Texte source:
Le 17 août 2019, avec les niçois Olivier VIGOUROUX et Thibaut TOURNIER, nous avons vécu une belle aventure. Nous sommes allés grimper le « pilier des temps maudits » (ED, 1000m), l’une des deux voies ouvertes par Arnaud GUILLAUME et Pascal DAUGER dans la face Nord-Ouest des Ailefroides.
Cette paroi est communément appelée « la muraille ». On comprend pourquoi en regardant cette photo :
L’aventure commence dans l’après-midi du 16 août par un départ groupé de La Bérarde. La « muraille » attire les foules en cet été 2019 ! En effet, quatre autres niçois tenteront eux aussi de la gravir le lendemain. Florence, Robin, Jean-Baptiste et Antoine visent la « Walker de l’Oisans » (TD+/ED-, 1000m). Il s’agit du pilier Nord-Ouest de l’Ailefroide Occidentale (3954m, point culminant) ouvert par Giusto GERVASUTTI et Lucien DEVIES, une semaine après le commencement de la guerre civile espagnole.
L’objectif de l’après-midi est la montée au refuge Temple-Ecrins. Pour cela, nous devons d’abord passer devant le refuge du Carrelet :
Après avoir quitté le fond du vallon du Vénéon, nous remontons les lacets de la rive droite. La vue sur le cirque de la Pilatte se dévoile avec de gauche à droite : les pointes de la Pilatte (3476m), les Bancs (3669m, la tête dans les nuages), le Gioberney et son arête Nord-Est (3352m).
La joyeuse équipe à la soupe au refuge Temple-Ecrins. Outre le cadre, l’accueil et les récents travaux de restauration font de ce refuge un lieu très agréable !
Après une approche d’environ 2 heures, et après avoir gravi les contreforts de la Tour du Géant (partie inférieure de la voie des frères VERNET, la première a être tracée dans la « muraille » il y a 90 ans jour pour jour en juillet 1929), les choses « encore plus » sérieuses commencent. Olivier au départ de la seconde longueur du pilier proprement dit :
La première partie de cette longueur s’effectue en escalade artificielle (A1). Seulement quelques pitons étaient en place. Généreux, mais aussi et plus que tout fainéants, nous en avons laissé deux supplémentaires.

Exercice: Recopiez sans modification le passage du récit d'escalade qui s'ouvre sur les mots contenant « La joyeuse équipe » et se referme sur « très agréable ! ».

Entrées de pointage d'objets étiquetés

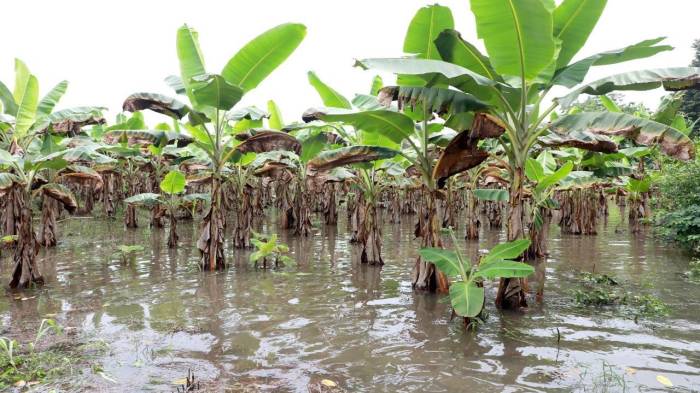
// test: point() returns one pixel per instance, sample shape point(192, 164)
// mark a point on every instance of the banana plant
point(269, 250)
point(29, 161)
point(365, 150)
point(542, 192)
point(467, 289)
point(530, 45)
point(212, 99)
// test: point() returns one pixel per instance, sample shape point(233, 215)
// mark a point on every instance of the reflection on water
point(331, 317)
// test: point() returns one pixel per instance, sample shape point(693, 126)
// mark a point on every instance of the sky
point(110, 49)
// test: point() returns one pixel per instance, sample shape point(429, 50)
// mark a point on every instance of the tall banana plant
point(32, 165)
point(362, 148)
point(212, 99)
point(530, 47)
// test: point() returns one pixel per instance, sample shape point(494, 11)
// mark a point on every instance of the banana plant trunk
point(12, 211)
point(425, 275)
point(211, 241)
point(172, 234)
point(371, 236)
point(25, 272)
point(49, 211)
point(244, 219)
point(472, 217)
point(511, 292)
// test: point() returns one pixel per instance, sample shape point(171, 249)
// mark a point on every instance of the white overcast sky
point(109, 49)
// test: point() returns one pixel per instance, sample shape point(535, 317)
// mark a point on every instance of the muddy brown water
point(330, 317)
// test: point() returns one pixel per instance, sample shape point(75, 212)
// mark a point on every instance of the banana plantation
point(483, 215)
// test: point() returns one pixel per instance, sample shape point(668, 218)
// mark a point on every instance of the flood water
point(330, 317)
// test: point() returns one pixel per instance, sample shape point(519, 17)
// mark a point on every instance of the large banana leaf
point(433, 99)
point(50, 100)
point(575, 73)
point(518, 35)
point(259, 57)
point(215, 91)
point(456, 50)
point(27, 105)
point(190, 57)
point(461, 154)
point(392, 125)
point(330, 159)
point(574, 21)
point(643, 131)
point(671, 79)
point(9, 106)
point(156, 102)
point(330, 97)
point(424, 28)
point(22, 75)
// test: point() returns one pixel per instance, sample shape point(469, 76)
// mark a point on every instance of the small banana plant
point(467, 289)
point(269, 252)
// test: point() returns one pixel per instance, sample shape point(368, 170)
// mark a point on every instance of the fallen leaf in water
point(664, 381)
point(106, 377)
point(328, 383)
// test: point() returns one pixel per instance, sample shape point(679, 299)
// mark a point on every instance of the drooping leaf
point(575, 73)
point(644, 132)
point(267, 140)
point(580, 139)
point(518, 35)
point(412, 66)
point(330, 97)
point(432, 99)
point(671, 79)
point(392, 125)
point(467, 299)
point(509, 250)
point(490, 194)
point(156, 102)
point(62, 194)
point(461, 154)
point(349, 155)
point(502, 268)
point(262, 55)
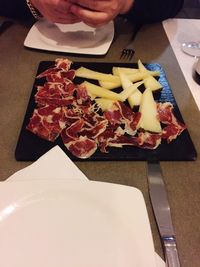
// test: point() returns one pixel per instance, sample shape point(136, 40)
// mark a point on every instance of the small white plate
point(70, 38)
point(61, 223)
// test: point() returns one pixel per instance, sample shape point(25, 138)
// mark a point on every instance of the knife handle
point(171, 253)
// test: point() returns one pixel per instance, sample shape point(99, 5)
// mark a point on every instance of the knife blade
point(161, 209)
point(4, 24)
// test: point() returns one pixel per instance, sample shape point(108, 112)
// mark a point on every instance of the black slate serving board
point(30, 147)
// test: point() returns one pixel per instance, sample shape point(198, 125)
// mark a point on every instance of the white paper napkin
point(55, 164)
point(179, 31)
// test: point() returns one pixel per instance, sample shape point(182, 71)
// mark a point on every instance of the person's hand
point(55, 11)
point(99, 12)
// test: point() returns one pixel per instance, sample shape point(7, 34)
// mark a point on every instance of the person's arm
point(148, 11)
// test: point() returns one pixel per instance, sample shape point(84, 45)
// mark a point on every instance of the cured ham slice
point(166, 116)
point(47, 122)
point(65, 109)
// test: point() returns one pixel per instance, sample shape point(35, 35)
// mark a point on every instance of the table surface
point(17, 72)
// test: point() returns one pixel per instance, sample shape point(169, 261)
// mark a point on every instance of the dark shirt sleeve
point(149, 11)
point(16, 9)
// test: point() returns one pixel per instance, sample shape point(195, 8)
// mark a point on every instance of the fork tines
point(127, 53)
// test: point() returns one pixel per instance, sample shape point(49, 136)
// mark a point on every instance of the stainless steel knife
point(4, 24)
point(161, 208)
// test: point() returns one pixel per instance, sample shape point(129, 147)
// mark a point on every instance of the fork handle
point(171, 253)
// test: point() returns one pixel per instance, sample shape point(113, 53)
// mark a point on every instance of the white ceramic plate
point(70, 38)
point(74, 224)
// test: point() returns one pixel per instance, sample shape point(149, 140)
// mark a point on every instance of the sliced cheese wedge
point(149, 115)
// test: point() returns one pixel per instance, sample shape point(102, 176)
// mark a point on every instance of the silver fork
point(129, 51)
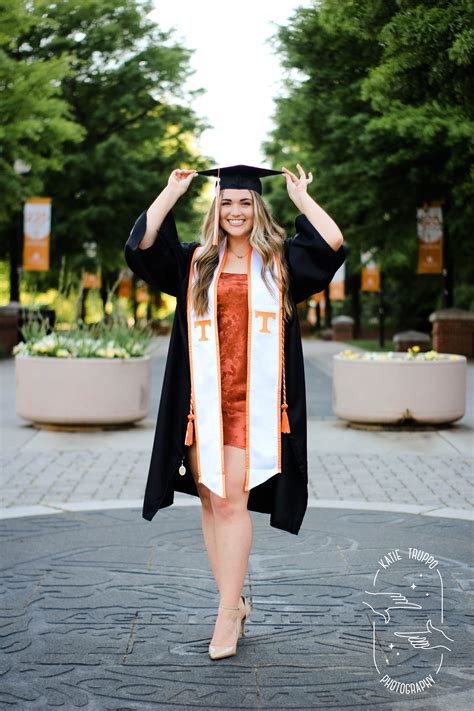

Réponse:
La joyeuse équipe à la soupe au refuge Temple-Ecrins. Outre le cadre, l’accueil et les récents travaux de restauration font de ce refuge un lieu très agréable !